Copy out the material below from its start through the line containing "85,73 -> 93,92", replacing "bounding box" with "enclosing rectangle" and leaving everything else unchanged.

## BEGIN

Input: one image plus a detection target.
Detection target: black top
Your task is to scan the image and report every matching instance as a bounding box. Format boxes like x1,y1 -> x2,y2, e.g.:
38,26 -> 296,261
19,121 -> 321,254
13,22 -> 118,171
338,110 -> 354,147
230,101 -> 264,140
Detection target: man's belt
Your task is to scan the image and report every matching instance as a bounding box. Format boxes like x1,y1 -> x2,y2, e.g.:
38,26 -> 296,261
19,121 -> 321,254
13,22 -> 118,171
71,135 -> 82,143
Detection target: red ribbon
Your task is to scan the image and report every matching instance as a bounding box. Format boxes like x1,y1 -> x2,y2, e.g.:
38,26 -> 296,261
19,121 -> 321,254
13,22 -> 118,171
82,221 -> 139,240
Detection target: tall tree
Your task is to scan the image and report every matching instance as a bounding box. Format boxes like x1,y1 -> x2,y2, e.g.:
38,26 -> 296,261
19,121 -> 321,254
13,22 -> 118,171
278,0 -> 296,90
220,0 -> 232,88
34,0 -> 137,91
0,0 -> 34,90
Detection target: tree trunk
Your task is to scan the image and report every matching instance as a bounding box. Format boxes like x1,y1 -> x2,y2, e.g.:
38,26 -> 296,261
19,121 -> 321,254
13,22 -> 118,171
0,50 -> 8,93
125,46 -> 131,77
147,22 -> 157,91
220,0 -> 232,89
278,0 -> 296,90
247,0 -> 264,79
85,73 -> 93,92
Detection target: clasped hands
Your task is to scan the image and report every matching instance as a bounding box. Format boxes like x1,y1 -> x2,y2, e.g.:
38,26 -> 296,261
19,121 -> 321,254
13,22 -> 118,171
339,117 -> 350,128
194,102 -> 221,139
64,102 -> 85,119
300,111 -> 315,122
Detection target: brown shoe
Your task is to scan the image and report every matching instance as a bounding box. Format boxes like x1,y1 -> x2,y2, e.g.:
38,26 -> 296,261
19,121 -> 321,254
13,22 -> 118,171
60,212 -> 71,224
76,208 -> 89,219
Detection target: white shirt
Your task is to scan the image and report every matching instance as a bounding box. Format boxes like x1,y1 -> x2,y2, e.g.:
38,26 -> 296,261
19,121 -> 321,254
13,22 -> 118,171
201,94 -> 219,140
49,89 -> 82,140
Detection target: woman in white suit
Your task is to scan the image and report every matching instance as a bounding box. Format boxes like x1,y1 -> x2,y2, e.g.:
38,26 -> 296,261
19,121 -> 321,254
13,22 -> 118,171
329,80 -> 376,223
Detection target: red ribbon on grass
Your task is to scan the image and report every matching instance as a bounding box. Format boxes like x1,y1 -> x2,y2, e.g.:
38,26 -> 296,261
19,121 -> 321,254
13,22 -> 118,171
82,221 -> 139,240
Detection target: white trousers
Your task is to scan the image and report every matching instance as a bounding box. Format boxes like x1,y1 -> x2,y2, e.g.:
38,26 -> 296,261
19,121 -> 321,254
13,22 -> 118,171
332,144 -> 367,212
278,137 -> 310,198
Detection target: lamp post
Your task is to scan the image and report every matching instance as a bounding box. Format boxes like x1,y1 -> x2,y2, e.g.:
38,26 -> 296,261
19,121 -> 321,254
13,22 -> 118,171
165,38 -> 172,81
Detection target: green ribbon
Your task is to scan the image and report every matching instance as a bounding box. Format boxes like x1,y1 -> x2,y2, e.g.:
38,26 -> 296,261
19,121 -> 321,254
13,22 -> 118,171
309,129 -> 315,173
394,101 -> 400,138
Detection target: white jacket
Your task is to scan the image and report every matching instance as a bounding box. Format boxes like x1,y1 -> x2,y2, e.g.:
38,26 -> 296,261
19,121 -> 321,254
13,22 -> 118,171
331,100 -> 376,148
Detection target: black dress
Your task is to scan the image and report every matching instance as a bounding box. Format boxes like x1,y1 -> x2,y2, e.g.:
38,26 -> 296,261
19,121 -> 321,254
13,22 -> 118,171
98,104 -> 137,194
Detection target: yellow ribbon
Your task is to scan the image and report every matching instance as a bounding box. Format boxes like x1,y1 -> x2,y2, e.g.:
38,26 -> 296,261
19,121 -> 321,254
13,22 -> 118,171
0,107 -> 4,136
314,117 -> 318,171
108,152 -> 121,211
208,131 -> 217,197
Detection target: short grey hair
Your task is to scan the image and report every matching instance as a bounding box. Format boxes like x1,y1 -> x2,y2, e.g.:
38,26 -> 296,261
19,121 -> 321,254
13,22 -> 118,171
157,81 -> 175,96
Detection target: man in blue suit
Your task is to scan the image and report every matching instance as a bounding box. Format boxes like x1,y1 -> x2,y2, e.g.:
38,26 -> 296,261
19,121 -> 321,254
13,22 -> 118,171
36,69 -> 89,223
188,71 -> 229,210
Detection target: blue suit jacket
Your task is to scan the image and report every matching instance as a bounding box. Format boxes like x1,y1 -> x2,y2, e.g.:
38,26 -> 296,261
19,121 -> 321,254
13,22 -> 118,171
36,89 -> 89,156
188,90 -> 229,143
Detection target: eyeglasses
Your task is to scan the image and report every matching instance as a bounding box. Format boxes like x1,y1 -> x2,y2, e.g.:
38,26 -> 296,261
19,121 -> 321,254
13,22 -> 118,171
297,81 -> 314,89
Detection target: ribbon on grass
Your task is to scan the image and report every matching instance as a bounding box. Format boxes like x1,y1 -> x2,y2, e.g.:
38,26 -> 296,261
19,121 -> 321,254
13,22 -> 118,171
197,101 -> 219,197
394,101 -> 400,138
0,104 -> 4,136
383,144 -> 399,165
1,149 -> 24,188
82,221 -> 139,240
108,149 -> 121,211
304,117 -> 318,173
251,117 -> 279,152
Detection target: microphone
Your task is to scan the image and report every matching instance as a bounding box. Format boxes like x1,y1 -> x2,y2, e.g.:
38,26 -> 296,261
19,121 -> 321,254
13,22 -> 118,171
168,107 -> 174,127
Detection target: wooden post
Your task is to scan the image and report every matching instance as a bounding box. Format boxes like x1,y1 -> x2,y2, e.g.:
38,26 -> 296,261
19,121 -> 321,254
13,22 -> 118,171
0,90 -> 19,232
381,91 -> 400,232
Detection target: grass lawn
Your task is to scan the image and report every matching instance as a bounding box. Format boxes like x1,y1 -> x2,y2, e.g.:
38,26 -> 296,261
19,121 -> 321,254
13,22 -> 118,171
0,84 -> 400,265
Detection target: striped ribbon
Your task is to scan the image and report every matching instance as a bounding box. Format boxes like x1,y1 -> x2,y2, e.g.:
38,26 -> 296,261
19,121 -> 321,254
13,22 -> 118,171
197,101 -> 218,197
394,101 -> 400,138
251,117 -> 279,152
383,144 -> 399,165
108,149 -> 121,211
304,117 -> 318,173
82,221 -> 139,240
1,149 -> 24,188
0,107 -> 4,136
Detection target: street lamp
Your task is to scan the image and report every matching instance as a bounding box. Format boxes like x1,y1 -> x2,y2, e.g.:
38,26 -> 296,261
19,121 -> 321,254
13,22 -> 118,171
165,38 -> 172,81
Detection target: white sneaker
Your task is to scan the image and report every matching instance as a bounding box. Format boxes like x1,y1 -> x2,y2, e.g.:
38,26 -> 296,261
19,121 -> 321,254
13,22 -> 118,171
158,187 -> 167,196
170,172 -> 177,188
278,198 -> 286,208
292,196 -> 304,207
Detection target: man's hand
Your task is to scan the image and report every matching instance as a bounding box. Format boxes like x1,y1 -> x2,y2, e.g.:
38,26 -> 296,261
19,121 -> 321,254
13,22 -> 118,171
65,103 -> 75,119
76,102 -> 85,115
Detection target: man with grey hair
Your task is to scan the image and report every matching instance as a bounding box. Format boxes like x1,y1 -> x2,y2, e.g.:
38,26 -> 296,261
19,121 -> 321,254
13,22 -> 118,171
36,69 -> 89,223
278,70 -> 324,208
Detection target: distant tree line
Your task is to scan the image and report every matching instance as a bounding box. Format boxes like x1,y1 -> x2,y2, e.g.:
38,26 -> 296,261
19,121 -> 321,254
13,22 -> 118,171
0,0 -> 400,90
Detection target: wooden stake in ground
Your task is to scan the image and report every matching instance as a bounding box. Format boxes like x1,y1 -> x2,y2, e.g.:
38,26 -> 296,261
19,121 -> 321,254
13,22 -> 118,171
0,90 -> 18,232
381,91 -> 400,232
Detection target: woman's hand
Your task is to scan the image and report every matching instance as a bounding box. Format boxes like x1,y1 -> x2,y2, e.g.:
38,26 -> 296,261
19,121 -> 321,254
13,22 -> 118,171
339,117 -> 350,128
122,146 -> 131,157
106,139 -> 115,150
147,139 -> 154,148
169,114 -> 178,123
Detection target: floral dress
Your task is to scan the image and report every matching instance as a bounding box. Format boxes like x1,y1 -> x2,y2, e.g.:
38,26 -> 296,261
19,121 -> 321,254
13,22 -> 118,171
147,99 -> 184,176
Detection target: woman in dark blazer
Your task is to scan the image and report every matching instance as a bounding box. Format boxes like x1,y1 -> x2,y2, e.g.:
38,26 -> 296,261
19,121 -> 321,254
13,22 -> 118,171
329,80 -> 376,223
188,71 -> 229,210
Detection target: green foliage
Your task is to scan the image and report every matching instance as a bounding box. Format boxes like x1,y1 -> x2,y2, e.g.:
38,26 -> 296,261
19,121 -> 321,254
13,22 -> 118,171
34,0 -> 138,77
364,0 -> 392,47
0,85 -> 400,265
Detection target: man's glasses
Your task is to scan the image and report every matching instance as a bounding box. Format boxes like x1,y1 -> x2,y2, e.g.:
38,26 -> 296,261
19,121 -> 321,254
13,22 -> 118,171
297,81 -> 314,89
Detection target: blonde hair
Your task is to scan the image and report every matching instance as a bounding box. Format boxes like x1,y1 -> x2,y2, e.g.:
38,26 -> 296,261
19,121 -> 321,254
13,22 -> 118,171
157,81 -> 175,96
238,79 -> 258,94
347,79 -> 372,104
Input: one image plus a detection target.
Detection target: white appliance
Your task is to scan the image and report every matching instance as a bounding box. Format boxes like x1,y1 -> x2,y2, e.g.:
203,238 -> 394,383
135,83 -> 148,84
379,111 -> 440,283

## END

(WRITTEN ANSWER):
Input: one image plus a detection target.
Detection target: black top
Your task is to scan the image and report every matching instance as a enclosing rectangle. Format boxes like x1,y1 -> x2,y2, e.g.:
38,26 -> 296,261
19,121 -> 321,254
13,22 -> 118,171
338,110 -> 354,147
230,101 -> 264,140
Detection target: man's belt
Your task is to scan the image and report every matching instance as a enclosing rectangle. Format boxes like x1,y1 -> x2,y2, e.g.:
38,26 -> 296,261
19,121 -> 321,254
13,22 -> 118,171
71,135 -> 82,143
Detection target: red ribbon
Your task is to scan the image and report every matching instance as a enclosing rectangle. Format boxes like x1,y1 -> x2,y2, e.g.:
38,26 -> 296,261
19,121 -> 321,254
13,22 -> 118,171
82,221 -> 139,240
Detection target: tall tree
Your task is to scan the image and report every matching instance as a enclosing rectangle. Format boxes like x1,y1 -> x2,y2, e.g.:
38,26 -> 296,261
19,121 -> 321,254
13,22 -> 118,171
278,0 -> 296,90
220,0 -> 232,88
34,0 -> 137,91
0,0 -> 34,90
Detection target: tree trunk
Your task is to scan the image and report every matching instance as a enclosing rectangle. Format boxes like x1,y1 -> x2,y2, e.g.:
38,26 -> 296,261
19,121 -> 321,254
13,22 -> 118,171
0,50 -> 8,93
125,46 -> 131,77
147,22 -> 157,91
220,0 -> 232,89
278,0 -> 296,90
247,0 -> 264,79
85,73 -> 93,92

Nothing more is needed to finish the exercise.